* _TEXTO FORNECIDO_
Elas não são rivais, antagonistas, não disputam o mesmo par romântico e tampouco têm inveja da beleza uma da outra. A escritora e a jornalista não se encontravam fazia muito tempo, mas, tendo a vida lhes juntado numa fase tão complicada (principalmente para Martha), a amizade entre as 2 aflora novamente. Uma demonstração de empatia e sororidade que poucas vezes podemos contemplar. Mostrada de forma singela e pautada pelas abdicações de uma para com a outra.

Não há complacência de Ingrid em relação à Martha. Pelo contrário! Relutante no início, a escritora tenta argumentar com sua amiga sobre o valor da via, de seguir em frente. Ainda assim, permanece fiel e cumpre sua promessa, se abrindo apenas com um amigo que teria sido um affair em comum das 2 no passado. E ela segue “segurando a mão” da amiga até o desfecho da história.

* _DADOS FORNECIDOS_
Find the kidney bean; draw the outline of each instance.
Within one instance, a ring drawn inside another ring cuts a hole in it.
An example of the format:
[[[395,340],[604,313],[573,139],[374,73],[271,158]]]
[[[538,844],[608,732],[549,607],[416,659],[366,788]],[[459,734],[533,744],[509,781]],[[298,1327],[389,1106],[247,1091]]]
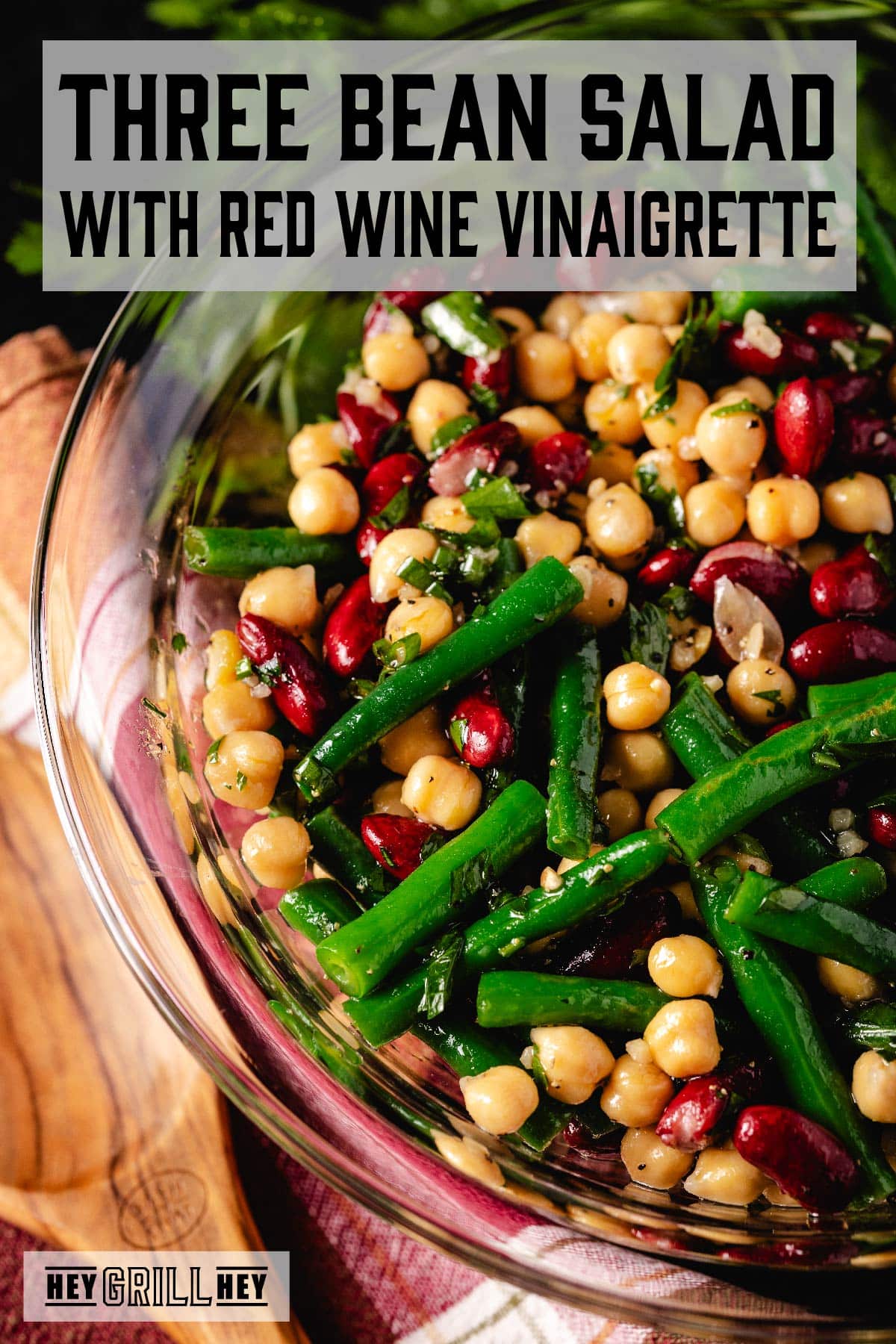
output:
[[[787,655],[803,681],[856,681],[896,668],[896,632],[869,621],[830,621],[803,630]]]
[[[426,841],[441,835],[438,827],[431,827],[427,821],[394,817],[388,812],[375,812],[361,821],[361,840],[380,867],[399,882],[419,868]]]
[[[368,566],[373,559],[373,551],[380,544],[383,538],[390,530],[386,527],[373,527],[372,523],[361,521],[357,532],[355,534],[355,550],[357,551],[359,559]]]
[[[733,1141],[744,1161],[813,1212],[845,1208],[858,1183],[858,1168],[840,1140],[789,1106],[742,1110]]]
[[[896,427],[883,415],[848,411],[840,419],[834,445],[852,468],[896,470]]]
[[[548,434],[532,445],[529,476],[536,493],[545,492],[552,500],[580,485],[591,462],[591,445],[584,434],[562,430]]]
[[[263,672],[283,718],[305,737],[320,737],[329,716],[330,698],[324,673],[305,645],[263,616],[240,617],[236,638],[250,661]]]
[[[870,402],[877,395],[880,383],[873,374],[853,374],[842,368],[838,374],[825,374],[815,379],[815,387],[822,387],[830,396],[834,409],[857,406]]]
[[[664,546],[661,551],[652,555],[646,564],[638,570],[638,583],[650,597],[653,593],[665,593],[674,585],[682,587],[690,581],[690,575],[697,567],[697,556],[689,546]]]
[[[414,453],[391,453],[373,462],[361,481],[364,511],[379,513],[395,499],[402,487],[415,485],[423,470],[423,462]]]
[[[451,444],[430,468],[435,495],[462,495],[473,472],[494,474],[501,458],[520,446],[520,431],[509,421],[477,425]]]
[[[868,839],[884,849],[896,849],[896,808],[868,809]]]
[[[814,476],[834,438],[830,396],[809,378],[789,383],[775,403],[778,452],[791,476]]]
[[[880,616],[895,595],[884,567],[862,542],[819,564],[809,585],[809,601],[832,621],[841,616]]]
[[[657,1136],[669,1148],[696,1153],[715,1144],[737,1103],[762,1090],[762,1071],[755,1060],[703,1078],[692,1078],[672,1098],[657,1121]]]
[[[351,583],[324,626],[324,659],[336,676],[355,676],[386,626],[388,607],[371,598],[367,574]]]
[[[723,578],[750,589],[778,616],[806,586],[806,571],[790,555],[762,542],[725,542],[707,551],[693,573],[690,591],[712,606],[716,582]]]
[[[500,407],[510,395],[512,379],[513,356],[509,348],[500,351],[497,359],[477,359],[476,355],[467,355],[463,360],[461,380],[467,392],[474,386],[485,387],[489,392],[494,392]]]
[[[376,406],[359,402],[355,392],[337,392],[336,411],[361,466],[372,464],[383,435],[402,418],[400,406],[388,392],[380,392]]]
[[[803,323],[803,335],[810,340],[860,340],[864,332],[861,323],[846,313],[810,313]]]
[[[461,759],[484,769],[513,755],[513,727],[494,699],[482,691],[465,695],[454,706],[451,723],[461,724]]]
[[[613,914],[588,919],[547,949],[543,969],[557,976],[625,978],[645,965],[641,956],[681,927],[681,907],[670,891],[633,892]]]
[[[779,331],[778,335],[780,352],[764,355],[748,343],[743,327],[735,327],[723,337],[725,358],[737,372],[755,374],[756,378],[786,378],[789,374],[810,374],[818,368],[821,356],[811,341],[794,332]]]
---
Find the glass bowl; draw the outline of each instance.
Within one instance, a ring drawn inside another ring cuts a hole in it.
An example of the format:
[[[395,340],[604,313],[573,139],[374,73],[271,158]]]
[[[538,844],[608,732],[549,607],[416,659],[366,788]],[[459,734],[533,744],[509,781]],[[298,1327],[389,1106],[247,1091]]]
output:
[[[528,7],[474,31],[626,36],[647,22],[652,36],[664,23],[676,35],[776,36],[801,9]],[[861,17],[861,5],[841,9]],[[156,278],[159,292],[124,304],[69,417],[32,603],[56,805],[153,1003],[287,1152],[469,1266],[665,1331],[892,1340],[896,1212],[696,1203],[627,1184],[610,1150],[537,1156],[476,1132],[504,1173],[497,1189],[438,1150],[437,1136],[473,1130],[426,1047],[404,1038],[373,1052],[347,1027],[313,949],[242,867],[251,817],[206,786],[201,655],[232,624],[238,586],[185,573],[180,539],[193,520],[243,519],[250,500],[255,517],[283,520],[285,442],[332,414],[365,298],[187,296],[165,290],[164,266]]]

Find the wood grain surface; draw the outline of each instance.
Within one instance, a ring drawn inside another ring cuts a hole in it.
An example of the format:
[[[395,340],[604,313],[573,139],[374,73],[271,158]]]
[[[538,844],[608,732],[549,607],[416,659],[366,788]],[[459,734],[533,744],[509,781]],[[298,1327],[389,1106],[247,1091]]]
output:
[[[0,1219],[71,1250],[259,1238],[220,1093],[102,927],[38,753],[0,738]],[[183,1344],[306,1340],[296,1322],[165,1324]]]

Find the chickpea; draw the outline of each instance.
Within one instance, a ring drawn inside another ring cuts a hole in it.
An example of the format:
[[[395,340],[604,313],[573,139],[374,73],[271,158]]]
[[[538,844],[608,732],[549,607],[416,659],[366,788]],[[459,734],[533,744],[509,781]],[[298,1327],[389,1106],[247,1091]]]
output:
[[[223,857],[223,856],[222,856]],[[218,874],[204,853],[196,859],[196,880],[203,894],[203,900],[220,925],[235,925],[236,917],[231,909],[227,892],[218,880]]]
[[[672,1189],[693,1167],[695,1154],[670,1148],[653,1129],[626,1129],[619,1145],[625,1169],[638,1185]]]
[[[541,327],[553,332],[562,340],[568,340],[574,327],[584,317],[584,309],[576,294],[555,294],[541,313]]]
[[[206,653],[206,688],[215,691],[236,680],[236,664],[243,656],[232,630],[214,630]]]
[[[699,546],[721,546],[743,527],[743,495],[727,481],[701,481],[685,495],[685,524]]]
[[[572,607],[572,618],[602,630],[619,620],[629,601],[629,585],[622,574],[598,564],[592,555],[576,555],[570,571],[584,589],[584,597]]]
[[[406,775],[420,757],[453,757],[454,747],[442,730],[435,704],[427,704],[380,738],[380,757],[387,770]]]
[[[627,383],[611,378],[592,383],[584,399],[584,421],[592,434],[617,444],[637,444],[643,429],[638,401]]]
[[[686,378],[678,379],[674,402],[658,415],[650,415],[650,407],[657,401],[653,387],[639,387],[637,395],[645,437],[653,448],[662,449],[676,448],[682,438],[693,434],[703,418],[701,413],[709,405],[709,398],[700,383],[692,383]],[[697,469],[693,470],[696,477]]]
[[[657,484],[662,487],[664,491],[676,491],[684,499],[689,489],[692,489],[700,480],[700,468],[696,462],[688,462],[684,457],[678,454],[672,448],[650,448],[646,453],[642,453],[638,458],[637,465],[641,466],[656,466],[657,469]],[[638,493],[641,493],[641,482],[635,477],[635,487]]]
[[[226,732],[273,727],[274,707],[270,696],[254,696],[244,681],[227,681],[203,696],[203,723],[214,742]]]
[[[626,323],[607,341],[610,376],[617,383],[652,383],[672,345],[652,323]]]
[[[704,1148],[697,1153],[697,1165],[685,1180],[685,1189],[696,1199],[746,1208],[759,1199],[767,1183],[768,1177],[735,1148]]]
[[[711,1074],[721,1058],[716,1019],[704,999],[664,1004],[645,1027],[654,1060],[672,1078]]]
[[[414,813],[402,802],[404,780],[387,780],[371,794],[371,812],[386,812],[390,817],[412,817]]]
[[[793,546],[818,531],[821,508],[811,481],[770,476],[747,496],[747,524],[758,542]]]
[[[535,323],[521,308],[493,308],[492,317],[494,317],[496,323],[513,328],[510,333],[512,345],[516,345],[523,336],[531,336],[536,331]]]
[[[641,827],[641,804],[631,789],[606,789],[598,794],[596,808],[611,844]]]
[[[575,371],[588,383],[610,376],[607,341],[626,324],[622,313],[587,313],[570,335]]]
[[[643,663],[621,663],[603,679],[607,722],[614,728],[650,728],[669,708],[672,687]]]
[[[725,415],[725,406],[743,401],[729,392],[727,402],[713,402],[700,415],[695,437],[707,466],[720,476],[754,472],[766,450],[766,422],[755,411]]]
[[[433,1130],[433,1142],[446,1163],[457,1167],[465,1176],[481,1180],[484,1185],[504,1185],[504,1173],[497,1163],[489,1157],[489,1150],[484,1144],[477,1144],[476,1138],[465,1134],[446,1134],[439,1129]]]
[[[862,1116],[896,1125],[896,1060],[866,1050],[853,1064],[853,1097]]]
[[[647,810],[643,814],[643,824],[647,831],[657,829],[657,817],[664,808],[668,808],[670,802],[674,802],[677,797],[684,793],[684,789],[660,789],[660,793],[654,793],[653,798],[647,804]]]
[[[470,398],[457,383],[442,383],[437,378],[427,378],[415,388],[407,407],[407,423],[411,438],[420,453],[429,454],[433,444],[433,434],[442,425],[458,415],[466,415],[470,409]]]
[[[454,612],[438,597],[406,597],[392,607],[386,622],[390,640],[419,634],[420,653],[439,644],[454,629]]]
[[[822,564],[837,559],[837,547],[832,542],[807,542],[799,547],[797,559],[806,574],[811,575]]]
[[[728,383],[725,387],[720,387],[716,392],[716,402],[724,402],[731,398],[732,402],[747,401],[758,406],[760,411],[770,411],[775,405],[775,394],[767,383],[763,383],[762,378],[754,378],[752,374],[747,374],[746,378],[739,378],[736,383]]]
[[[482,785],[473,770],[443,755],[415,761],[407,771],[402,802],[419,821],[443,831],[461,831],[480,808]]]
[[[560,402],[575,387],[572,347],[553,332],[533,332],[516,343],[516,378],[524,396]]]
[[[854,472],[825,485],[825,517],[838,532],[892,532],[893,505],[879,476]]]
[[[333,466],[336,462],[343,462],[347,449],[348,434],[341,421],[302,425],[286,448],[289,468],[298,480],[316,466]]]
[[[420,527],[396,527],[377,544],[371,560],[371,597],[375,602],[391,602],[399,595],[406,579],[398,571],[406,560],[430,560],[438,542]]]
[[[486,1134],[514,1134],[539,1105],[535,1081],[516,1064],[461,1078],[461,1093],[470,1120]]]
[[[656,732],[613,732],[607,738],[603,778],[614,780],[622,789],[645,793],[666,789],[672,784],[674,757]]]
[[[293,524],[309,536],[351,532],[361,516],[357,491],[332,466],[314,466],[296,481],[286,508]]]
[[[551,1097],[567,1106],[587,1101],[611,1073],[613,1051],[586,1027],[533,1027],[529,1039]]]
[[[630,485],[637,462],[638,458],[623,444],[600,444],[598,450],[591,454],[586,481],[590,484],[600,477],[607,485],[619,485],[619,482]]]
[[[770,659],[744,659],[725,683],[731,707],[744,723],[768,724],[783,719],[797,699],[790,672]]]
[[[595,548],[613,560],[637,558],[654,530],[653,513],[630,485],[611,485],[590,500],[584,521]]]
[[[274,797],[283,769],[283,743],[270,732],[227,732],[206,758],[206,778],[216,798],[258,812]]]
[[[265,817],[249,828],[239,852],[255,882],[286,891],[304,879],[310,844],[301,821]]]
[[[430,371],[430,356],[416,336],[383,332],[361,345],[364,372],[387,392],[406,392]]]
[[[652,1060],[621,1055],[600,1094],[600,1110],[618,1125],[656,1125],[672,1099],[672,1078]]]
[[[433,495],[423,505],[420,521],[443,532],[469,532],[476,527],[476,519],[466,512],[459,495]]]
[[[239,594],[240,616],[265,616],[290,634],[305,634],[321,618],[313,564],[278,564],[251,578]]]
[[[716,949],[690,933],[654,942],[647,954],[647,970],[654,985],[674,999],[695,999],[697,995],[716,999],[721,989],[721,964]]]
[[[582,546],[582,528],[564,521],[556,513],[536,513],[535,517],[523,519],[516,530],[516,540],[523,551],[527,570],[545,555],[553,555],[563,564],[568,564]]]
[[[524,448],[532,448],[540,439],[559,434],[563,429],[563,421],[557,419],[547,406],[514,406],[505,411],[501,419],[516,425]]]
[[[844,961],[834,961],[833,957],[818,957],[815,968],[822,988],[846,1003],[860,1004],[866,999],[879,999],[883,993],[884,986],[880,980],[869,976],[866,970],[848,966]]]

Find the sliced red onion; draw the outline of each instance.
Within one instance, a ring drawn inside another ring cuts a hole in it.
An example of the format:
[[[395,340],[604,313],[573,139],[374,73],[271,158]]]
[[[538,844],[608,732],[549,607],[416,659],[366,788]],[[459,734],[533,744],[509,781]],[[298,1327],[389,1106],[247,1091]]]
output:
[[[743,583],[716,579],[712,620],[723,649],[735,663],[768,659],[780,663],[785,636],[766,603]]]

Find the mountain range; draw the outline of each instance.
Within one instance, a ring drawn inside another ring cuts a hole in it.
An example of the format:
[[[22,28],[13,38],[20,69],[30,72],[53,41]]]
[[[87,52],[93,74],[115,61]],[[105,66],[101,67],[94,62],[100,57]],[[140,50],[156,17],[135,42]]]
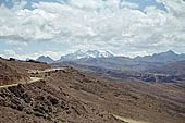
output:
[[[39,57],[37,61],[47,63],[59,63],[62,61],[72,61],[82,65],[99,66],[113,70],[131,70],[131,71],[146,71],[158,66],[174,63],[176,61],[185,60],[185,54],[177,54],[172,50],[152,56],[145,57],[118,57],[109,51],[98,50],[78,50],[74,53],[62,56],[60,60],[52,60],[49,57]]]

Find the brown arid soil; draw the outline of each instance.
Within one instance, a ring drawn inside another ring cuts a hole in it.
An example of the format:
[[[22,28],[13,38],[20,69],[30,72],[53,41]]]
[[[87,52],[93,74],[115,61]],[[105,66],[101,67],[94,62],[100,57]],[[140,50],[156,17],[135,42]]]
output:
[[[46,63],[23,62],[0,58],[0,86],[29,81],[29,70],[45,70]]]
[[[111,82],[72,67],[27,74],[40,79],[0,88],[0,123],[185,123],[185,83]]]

* _PERGUNTAS A RESPONDER_
**a.** Transcreva, do texto sobre a amizade de Ingrid e Martha, o trecho que vai de "Elas não são" até "desfecho da história.", inclusive.
**b.** Diga se cada afirmação concorda com o texto sobre a amizade de Ingrid e Martha, respondendo sim ou não e citando as palavras do texto que decidem: (i) a escritora e a jornalista disputam o mesmo par romântico; (ii) Ingrid é complacente em relação a Martha; (iii) a escritora cumpre sua promessa.

* _RESPOSTAS POR ITEM_
**a.**
Elas não são rivais, antagonistas, não disputam o mesmo par romântico e tampouco têm inveja da beleza uma da outra. A escritora e a jornalista não se encontravam fazia muito tempo, mas, tendo a vida lhes juntado numa fase tão complicada (principalmente para Martha), a amizade entre as 2 aflora novamente. Uma demonstração de empatia e sororidade que poucas vezes podemos contemplar. Mostrada de forma singela e pautada pelas abdicações de uma para com a outra.

Não há complacência de Ingrid em relação à Martha. Pelo contrário! Relutante no início, a escritora tenta argumentar com sua amiga sobre o valor da via, de seguir em frente. Ainda assim, permanece fiel e cumpre sua promessa, se abrindo apenas com um amigo que teria sido um affair em comum das 2 no passado. E ela segue “segurando a mão” da amiga até o desfecho da história.

**b.**
(i) Não: "não disputam o mesmo par romântico".
(ii) Não: "Não há complacência de Ingrid em relação à Martha."
(iii) Sim: "permanece fiel e cumpre sua promessa".